━━━━━ Provided material ━━━━━
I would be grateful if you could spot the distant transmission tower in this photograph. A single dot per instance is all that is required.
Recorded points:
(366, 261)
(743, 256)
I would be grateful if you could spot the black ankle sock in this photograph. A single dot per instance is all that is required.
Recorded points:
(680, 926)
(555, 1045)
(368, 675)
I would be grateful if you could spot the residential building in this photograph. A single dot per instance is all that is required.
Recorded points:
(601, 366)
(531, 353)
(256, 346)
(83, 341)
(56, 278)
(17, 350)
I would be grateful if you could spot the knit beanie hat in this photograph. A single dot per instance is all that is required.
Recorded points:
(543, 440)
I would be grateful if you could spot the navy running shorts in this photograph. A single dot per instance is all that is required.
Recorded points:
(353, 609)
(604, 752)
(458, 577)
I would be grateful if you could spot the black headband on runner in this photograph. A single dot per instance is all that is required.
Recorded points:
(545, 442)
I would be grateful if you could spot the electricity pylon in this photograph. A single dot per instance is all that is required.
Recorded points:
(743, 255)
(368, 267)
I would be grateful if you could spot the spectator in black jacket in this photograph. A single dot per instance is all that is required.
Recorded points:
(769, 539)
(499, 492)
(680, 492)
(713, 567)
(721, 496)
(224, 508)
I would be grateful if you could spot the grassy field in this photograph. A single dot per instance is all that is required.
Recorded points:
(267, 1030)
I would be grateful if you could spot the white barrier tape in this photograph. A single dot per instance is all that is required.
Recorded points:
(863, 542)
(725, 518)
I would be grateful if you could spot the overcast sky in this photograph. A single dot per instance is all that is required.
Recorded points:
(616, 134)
━━━━━
▶ **Problem requirements**:
Give every line of the material above as a JSON list of strings, with one string per line and blank lines left out.

▶ **Response to the task**:
[
  "I would be grateful if you could spot the distant transmission tower in this photograph. A single dot per instance is all that is required.",
  "Recorded points:",
  "(366, 261)",
  "(743, 256)",
  "I would be grateful if you could spot the black ankle sock in this photograph. A single dot per instance is all that is required.",
  "Recorded points:",
  "(680, 926)",
  "(555, 1045)",
  "(368, 675)",
  "I would be grateful if you could spot the residential building in this photograph. A single dot per instance is all that is required.",
  "Recorded points:",
  "(601, 366)",
  "(531, 353)",
  "(256, 346)",
  "(83, 341)",
  "(56, 278)",
  "(17, 350)",
  "I would be grateful if you could spot the knit beanie hat in this photograph. A single dot per instance is all that is required.",
  "Recorded points:",
  "(543, 440)",
  "I would be grateful if you could spot the navy running shorts in this photograph. A single dot per instance is all that is required.",
  "Recorded points:",
  "(353, 609)",
  "(604, 752)",
  "(458, 577)",
  "I would be grateful if you could spot the black headband on runner in this photograph. A single dot per instance is all that is required.",
  "Recorded points:",
  "(545, 442)",
  "I would be grateful if you could spot the electricity pylon in this photograph. A single dot per instance is all that is required.",
  "Recorded points:",
  "(743, 255)",
  "(368, 267)",
  "I would be grateful if you could spot the spectator in black jacket in this photograph. A single dot per instance is all that is required.",
  "Recorded points:",
  "(769, 539)",
  "(499, 492)",
  "(680, 492)",
  "(713, 567)",
  "(721, 496)",
  "(224, 508)",
  "I would be grateful if you could spot the grassy field in this photograph. A single dot per instance is all that is required.",
  "Recorded points:",
  "(267, 1030)",
  "I would be grateful if you could spot the white barrier tape in this photograph. A single dot per instance is all that is required.",
  "Recorded points:",
  "(863, 542)",
  "(725, 518)",
  "I would be grateful if you could spot the overcast sky in this photograph. A single dot per instance is all that is required.",
  "Recorded points:",
  "(616, 134)"
]